### VORGEGEBENER TEXT ###

Erdogan träumt von Waffenschmieden
Der türkische Staatschef will sein Land von ausländischen Rüstungslieferanten unabhängig machen und mit Exporten Geld verdienen.
ANKARA Es summt und piepst, die Bildschirme im Cockpit flimmern, die Instrumente leuchten. Alles scheint zu funktionieren. Aber vom Start ist der Hubschrauber noch einige Wochen entfernt. „Wir testen alle Systeme, erst dann geht dieser T129 in die Luft“, sagt Yusuf Ekiz. Der junge Türke ist in Deutschland aufgewachsen. Jetzt ist er in die Türkei zurückgekehrt, arbeitet als Manager für Unternehmenskommunikation bei Turkish Aerospace (TAI). „Dieses Unternehmen hat Zukunft“, sagt Ekiz beim Rundgang durch die große Montagehalle, in der ein Dutzend Helikopter auf ihre Fertigstellung wartet.
Im Konferenzsaal des Staatsunternehmens reiht sich in einer großen Vitrine ein Modell ans andere: Transportflugzeuge, Kampfjets, Satelliten, Hubschrauber, Passagiermaschinen. Einige davon fliegen bereits, wie der leichte Kampfhubschrauber T129 Atak und die Drohne „Anka“. Anderes ist noch Zukunftsmusik, wie das Tarnkappenflugzeug TF-X.TAI hat sich in den vergangenen Jahrzehnten einen Namen gemacht. Mitte der 1980er Jahre begann das Unternehmen mit der Lizenzfertigung von F-16-Kampfflugzeugen des US-Herstellers General Dynamics. Inzwischen liefert die Firma auch Bauteile an Airbus, Boeing und Lockheed Martin.

### BEREITGESTELLTES MATERIAL ###

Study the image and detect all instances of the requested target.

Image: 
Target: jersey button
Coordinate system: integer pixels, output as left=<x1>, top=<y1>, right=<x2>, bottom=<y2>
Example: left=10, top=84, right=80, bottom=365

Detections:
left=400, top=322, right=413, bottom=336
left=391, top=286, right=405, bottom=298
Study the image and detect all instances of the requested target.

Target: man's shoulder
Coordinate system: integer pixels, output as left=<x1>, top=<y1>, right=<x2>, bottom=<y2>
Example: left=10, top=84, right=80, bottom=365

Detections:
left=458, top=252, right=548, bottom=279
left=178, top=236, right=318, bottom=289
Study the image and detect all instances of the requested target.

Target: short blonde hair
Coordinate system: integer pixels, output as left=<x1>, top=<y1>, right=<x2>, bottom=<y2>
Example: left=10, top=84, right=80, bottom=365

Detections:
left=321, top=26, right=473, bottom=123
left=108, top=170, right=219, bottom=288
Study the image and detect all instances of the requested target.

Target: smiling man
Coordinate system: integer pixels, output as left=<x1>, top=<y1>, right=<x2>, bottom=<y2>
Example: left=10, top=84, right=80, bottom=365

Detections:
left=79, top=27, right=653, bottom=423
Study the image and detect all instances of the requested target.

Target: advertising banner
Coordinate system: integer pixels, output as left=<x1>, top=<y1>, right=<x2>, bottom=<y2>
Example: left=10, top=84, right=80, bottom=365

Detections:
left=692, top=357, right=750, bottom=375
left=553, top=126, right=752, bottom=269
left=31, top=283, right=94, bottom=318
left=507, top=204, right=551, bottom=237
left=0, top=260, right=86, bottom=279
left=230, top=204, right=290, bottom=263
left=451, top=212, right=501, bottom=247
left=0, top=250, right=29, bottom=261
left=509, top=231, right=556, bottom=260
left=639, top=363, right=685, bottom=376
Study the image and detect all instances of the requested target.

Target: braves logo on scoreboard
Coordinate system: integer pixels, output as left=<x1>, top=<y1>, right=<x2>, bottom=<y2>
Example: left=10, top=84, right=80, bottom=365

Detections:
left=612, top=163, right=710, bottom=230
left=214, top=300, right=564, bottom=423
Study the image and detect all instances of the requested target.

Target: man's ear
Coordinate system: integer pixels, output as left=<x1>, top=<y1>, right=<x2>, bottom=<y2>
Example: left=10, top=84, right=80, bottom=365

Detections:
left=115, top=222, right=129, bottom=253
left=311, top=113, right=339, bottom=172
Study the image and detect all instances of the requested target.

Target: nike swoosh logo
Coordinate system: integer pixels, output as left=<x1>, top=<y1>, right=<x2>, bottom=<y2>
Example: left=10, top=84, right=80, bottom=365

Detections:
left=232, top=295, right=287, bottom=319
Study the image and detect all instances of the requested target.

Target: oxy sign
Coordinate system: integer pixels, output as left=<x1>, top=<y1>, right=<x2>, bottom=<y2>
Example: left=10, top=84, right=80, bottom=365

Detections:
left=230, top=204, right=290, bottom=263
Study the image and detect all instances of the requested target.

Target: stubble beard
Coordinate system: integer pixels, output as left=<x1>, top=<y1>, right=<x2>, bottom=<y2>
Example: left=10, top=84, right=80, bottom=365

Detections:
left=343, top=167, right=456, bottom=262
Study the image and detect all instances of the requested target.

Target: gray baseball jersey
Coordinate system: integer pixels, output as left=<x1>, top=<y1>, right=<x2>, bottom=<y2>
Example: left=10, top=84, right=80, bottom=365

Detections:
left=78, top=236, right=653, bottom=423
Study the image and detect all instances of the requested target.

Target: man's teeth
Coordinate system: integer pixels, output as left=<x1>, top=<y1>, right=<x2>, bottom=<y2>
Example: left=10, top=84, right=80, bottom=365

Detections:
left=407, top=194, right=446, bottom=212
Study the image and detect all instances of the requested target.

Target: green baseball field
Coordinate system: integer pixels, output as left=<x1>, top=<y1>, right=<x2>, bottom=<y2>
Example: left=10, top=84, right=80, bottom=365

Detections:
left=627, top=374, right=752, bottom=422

###

> _AUFGABEN_:
**1)** Womit begann TAI laut dem Text über die türkische Rüstungsindustrie Mitte der 1980er Jahre?
**2)** Schreibe den Text über die türkische Rüstungsindustrie im Anschluss an seinen letzten Satz weiter.
Das Material steht in keinem Zusammenhang mit dem Text über die türkische Rüstungsindustrie.

> _LÖSUNGEN_:
**1)** Mit der Lizenzfertigung von F-16-Kampfflugzeugen des US-Herstellers General Dynamics.

**2)**
Doch dabei soll es nicht bleiben. Staatschef Recep Tayyip Erdogan hat große Pläne: Er will eine nationale Rüstungsindustrie aufbauen. Die Türkei soll zum Waffenexporteur und das eigene Militär von ausländischen Lieferanten unabhängig werden. Letzteres ist ein aktuelles Thema: Weil Erdogan in Russland Flugabwehrraketen geordert hat, droht Washington der Türkei mit einem Lieferstopp für amerikanische F-35-Kampfflugzeuge.
Erdogans Dogma: Die Türkei muss mit einer eigenen Rüstungsproduktion autark werden und ihre Rolle als Führungsmacht im Nahen Osten untermauern. Der Atak ist dafür nur ein Beispiel. Bei TAI arbeitet man bereits am Atak-2, einem schweren Kampfhubschrauber. Die satellitengesteuerte Drohne Anka ist schon bei der türkischen Armee im Einsatz, unter anderem über den Grenzen zum Irak und Syrien. Jetzt verhandelt die Türkei mit Indonesien über einen Exportauftrag für sechs Exemplare.
Auch bei der Modernisierung ihrer Kriegsmarine setzt die Türkei auf eigene Schiffe. Anfang November wurde die dritte selbst ge- baute Korvette dem Kommandeur der Seestreitkräfte übergeben. Derweil laufen beim Fahrzeughersteller BMC, einem türkisch-katarischen Gemeinschaftsunternehmen, die Vorbereitungen für eine Serienproduktion des ersten türkischen Kampfpanzers Altay. Er basiert auf dem südkoreanischen K2. Das erste Exemplar soll in 18 Monaten von der Montagelinie rollen. „Es wird der beste Panzer der Welt“, verspricht Ethem Sancak, BMC-Mitinhaber und zugleich Vorstandsmitglied der Erdogan-Partei AKP.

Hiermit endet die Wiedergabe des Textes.